- _Work instructions_:
From the records below, give the number of lines that contain the string "rough", without any other text.

[Stored items]

=== Begin Enclosure ===

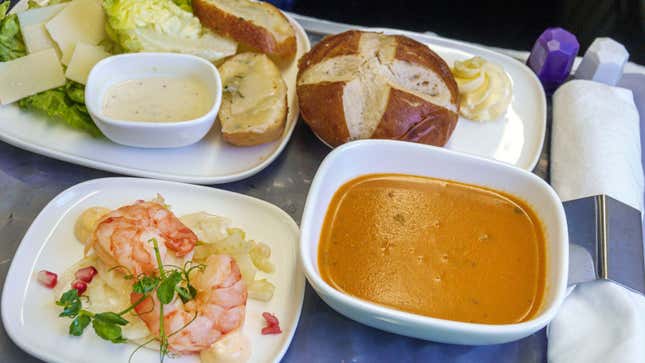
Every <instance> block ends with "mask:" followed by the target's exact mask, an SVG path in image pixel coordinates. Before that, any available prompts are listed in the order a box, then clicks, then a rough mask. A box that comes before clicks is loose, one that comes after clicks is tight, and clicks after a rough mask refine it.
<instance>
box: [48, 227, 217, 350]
mask: <svg viewBox="0 0 645 363" xmlns="http://www.w3.org/2000/svg"><path fill="white" fill-rule="evenodd" d="M149 242H150V243H152V244H153V248H154V251H155V257H156V259H157V266H158V270H157V271H156V272H155V273H153V274H148V275H146V274H140V275H138V276H134V275H133V274H132V273H131V272H130V271H129V270H128V269H127V268H126V267H125V266H116V267H114V268H112V269H110V270H109V271H112V270H114V269H123V270H124V271H125V272H127V273H126V274H125V275H124V276H123V278H124V279H126V280H134V283H133V285H132V291H133V292H135V293H137V294H140V295H141V297H140V298H139V299H138V300H137V301H135V302H134V303H133V304H132V305H130V306H129V307H128V308H126V309H125V310H123V311H120V312H111V311H108V312H102V313H93V312H91V311H88V310H85V309H83V302H82V297H83V296H78V292H77V290H75V289H71V290H69V291H66V292H65V293H64V294H63V295H61V297H60V299H59V300H58V301H56V305H58V306H60V307H62V308H63V311H62V312H61V313H60V314H59V316H60V317H67V318H70V319H73V320H72V323H71V324H70V326H69V334H70V335H73V336H81V335H82V334H83V332H84V331H85V329H86V328H87V327H88V326H90V324H91V325H92V328H93V329H94V332H95V333H96V335H98V336H99V337H101V338H103V339H105V340H108V341H110V342H112V343H125V342H127V339H125V338H124V337H123V334H122V329H121V327H122V326H125V325H127V324H128V323H129V322H128V320H126V319H125V318H124V315H125V314H127V313H129V312H130V311H132V310H133V309H134V308H136V307H137V306H138V305H139V304H140V303H142V302H143V301H144V300H145V299H147V298H148V297H150V296H152V294H155V295H156V296H157V299H158V300H159V302H160V306H159V321H160V324H159V343H160V350H159V355H160V357H159V359H160V361H161V362H163V360H164V358H165V357H166V355H168V338H169V337H171V336H173V335H174V334H176V333H178V332H179V331H181V330H182V329H184V328H185V327H187V326H188V325H190V324H191V323H192V322H193V321H194V320H195V319H196V318H197V313H195V316H194V317H193V319H192V320H191V321H189V322H188V323H187V324H186V325H184V326H183V327H181V328H180V329H178V330H177V331H174V332H170V333H169V332H167V331H166V327H165V326H164V305H167V304H170V303H171V302H172V301H173V300H174V299H175V297H176V296H179V298H180V299H181V300H182V302H184V303H186V302H188V301H191V300H192V299H194V298H195V296H196V295H197V289H195V287H194V286H192V285H191V283H190V273H191V272H192V271H193V270H195V269H199V270H202V271H203V269H204V268H205V266H204V265H201V264H193V263H192V262H186V263H185V264H184V266H183V267H180V266H164V265H163V262H162V260H161V254H160V253H159V245H158V243H157V240H156V239H154V238H153V239H151V240H150V241H149ZM153 340H154V339H151V340H149V341H147V342H145V343H143V344H141V345H139V346H138V347H137V349H135V350H134V351H133V352H132V355H131V356H130V359H132V356H133V355H134V353H136V352H137V351H139V349H141V348H142V347H144V346H146V345H147V344H149V343H151V342H152V341H153Z"/></svg>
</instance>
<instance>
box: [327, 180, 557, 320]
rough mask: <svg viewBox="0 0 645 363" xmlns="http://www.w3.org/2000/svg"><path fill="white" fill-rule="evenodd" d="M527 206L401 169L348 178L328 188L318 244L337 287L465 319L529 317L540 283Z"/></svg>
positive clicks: (420, 311)
mask: <svg viewBox="0 0 645 363" xmlns="http://www.w3.org/2000/svg"><path fill="white" fill-rule="evenodd" d="M545 260H546V257H545V239H544V233H543V230H542V226H541V223H540V221H539V220H538V218H537V216H536V214H535V212H534V211H533V210H532V209H531V208H530V207H529V206H528V205H527V204H526V203H525V202H523V201H522V200H519V199H518V198H516V197H514V196H512V195H508V194H506V193H503V192H499V191H495V190H492V189H487V188H484V187H480V186H475V185H468V184H463V183H458V182H454V181H448V180H440V179H433V178H427V177H420V176H411V175H400V174H371V175H365V176H361V177H359V178H356V179H353V180H351V181H349V182H347V183H346V184H344V185H343V186H341V187H340V188H339V189H338V191H337V192H336V193H335V195H334V196H333V198H332V200H331V203H330V205H329V208H328V210H327V214H326V216H325V220H324V224H323V228H322V232H321V236H320V245H319V251H318V266H319V269H320V273H321V275H322V277H323V279H324V280H325V281H326V282H327V283H329V284H330V285H331V286H333V287H334V288H336V289H337V290H340V291H343V292H345V293H347V294H350V295H353V296H355V297H358V298H360V299H364V300H368V301H371V302H374V303H377V304H381V305H385V306H388V307H392V308H395V309H398V310H402V311H406V312H411V313H416V314H421V315H426V316H431V317H436V318H442V319H449V320H456V321H463V322H473V323H485V324H510V323H518V322H522V321H526V320H528V319H530V318H532V317H533V316H534V315H535V314H536V313H537V311H538V309H539V308H540V304H541V303H542V298H543V295H544V290H545V277H546V276H545V275H546V266H545V265H546V262H545Z"/></svg>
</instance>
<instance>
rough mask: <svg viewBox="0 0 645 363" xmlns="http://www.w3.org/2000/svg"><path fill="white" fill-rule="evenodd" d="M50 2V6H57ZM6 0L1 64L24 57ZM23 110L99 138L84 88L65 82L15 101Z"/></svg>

=== End Enclosure ===

- _Solution to this problem_:
3